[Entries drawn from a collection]
====

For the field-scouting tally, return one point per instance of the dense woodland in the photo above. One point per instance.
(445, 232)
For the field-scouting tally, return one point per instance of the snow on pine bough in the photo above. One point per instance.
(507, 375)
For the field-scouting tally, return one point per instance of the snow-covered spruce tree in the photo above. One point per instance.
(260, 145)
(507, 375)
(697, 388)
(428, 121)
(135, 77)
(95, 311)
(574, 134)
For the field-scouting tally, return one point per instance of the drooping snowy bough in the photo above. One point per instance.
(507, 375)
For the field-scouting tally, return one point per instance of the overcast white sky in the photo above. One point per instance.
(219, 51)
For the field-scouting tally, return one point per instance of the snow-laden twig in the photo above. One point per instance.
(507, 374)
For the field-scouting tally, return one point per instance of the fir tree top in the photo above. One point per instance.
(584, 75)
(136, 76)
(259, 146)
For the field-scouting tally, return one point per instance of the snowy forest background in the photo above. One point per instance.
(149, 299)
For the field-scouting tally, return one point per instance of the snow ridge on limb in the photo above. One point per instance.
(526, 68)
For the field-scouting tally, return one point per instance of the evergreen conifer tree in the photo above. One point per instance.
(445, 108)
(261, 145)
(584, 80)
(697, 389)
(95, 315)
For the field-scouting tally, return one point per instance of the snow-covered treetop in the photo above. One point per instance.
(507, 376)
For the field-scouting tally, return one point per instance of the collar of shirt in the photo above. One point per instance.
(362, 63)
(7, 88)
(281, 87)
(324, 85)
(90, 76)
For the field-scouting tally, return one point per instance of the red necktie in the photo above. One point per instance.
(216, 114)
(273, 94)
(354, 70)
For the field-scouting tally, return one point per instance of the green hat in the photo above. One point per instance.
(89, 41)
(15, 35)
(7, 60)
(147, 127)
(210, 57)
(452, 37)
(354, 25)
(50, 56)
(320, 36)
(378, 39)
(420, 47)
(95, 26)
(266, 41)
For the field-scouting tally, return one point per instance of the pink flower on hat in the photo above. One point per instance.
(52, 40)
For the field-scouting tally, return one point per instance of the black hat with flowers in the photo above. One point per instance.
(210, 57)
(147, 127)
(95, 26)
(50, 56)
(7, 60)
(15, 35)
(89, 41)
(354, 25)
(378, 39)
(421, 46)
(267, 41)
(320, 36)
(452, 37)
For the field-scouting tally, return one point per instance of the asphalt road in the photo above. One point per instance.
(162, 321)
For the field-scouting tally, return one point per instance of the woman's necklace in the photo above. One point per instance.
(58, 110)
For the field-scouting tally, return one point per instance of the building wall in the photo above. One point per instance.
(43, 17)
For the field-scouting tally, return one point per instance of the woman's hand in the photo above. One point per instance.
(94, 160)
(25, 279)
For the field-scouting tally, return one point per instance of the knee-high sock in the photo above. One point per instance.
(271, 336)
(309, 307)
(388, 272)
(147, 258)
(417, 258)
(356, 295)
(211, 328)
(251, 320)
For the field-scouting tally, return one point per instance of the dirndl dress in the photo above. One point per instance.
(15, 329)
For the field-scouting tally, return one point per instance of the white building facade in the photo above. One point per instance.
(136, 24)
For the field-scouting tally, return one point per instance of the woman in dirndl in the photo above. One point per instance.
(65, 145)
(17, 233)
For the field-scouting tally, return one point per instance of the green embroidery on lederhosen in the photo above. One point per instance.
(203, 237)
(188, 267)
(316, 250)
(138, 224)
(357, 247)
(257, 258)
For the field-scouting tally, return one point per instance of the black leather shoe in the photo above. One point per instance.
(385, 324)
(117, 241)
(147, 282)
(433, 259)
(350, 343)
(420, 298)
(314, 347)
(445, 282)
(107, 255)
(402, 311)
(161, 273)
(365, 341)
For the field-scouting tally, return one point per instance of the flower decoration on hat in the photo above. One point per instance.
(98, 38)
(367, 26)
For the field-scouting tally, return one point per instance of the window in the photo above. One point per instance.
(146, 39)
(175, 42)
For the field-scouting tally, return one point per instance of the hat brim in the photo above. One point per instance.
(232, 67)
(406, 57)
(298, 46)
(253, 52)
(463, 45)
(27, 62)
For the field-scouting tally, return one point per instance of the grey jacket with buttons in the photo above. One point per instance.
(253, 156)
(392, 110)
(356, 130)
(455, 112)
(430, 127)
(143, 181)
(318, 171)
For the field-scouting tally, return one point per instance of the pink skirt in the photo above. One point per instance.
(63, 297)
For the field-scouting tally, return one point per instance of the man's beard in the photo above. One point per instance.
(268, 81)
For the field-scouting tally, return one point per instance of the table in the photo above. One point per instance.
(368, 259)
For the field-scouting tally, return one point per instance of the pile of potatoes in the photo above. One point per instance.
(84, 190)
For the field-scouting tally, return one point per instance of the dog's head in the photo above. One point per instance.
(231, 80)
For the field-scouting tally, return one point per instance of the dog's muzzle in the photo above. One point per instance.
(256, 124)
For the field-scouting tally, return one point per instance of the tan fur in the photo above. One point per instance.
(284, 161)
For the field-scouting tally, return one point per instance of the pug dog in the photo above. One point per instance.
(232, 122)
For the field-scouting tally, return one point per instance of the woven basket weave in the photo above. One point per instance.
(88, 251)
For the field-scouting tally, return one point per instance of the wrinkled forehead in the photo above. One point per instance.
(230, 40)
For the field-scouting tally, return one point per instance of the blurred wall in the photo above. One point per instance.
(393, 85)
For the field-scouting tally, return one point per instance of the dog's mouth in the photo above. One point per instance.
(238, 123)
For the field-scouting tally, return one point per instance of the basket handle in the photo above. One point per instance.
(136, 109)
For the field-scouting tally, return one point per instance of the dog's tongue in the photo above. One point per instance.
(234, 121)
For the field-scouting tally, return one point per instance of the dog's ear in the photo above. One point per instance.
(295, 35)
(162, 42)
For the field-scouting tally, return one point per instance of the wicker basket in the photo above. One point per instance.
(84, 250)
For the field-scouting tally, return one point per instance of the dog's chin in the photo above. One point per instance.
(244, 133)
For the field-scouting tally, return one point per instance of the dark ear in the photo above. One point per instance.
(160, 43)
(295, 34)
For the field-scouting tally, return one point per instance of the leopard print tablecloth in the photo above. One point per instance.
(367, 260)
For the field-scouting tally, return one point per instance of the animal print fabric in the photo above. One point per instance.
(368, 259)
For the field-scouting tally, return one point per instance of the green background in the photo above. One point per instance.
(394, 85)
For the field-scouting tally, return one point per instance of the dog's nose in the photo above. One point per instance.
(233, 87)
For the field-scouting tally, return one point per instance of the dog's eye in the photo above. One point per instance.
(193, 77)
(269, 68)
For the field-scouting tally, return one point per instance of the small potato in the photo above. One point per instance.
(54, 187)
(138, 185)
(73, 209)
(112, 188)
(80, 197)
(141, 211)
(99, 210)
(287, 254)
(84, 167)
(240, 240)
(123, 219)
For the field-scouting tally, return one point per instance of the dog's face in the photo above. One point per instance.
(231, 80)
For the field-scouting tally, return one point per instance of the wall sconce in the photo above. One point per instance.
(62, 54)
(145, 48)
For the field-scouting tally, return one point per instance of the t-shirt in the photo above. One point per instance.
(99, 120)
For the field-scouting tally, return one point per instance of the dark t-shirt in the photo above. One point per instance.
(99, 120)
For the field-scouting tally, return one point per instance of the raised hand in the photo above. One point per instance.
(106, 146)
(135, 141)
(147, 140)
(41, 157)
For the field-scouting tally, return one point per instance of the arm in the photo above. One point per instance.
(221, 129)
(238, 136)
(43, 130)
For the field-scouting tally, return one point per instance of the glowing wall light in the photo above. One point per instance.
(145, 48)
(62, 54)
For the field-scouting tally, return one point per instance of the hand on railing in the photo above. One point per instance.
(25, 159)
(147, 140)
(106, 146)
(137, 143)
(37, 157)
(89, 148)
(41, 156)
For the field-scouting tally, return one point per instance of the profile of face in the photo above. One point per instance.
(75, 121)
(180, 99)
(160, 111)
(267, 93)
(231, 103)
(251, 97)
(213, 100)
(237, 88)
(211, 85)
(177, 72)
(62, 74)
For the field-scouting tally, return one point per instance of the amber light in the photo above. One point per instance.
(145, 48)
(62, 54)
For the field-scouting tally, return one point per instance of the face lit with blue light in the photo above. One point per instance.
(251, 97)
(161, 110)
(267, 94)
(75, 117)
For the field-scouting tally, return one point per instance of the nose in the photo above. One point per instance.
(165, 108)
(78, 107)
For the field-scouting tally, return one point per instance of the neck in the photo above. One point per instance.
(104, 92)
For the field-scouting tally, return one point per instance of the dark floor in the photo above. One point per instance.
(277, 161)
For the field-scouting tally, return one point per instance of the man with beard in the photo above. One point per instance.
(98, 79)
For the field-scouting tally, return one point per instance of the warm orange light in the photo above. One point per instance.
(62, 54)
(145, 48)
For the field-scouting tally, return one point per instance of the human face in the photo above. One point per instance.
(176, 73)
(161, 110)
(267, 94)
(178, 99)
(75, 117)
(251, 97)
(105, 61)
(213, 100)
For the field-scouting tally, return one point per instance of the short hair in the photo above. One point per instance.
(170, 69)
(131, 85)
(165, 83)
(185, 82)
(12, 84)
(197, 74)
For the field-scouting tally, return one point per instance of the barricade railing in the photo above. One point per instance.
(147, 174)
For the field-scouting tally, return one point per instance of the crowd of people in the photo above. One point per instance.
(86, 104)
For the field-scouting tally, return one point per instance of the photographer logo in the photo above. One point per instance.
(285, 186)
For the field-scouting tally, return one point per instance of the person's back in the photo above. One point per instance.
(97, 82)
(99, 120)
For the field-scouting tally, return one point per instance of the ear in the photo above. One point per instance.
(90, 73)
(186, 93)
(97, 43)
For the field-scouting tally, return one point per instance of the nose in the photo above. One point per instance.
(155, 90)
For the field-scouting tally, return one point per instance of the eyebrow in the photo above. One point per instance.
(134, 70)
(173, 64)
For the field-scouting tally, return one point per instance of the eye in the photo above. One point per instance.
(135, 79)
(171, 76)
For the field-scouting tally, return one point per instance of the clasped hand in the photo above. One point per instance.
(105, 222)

====

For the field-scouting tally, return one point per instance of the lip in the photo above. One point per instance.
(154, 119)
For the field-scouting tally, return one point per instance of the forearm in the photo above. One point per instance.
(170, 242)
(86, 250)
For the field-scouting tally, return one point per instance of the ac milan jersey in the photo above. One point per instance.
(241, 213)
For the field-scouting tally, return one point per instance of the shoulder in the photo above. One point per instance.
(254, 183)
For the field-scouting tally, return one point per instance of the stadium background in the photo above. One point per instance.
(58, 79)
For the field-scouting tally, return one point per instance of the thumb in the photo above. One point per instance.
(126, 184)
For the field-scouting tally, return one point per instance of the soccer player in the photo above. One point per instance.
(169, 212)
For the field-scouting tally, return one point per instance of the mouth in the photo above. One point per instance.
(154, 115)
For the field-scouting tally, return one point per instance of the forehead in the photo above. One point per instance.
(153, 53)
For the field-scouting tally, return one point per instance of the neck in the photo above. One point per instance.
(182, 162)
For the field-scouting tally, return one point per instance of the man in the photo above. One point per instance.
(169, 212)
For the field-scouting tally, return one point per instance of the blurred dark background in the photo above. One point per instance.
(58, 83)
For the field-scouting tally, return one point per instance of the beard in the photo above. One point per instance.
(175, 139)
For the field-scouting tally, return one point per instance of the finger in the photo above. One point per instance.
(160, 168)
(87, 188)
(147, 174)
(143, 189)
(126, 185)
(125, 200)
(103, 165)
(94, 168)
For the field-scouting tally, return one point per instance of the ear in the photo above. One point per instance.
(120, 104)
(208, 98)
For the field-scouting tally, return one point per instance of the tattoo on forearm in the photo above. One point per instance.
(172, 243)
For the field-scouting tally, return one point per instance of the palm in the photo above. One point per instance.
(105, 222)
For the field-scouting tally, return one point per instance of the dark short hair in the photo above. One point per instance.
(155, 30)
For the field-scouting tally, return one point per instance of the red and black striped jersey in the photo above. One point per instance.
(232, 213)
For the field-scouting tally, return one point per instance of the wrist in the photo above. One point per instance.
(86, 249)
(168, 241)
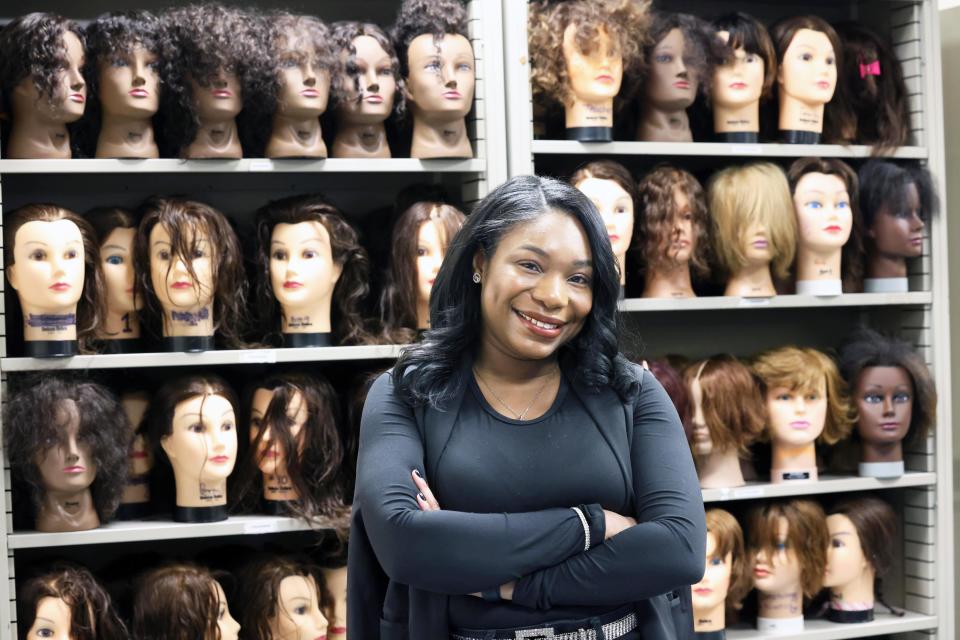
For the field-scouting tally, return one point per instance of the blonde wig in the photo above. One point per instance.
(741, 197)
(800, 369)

====

REQUIRED WORK:
Locate every line in the listing above that contains the word "building", and copy each of those lines. Letter case counts when matching.

CORRECT ANSWER:
For the field-scouting tally, return one point per instance of the building wall in the photo above. One point per instance.
For the field-scouting tally, return one point per instance of the white building facade in the photo above. One point per instance.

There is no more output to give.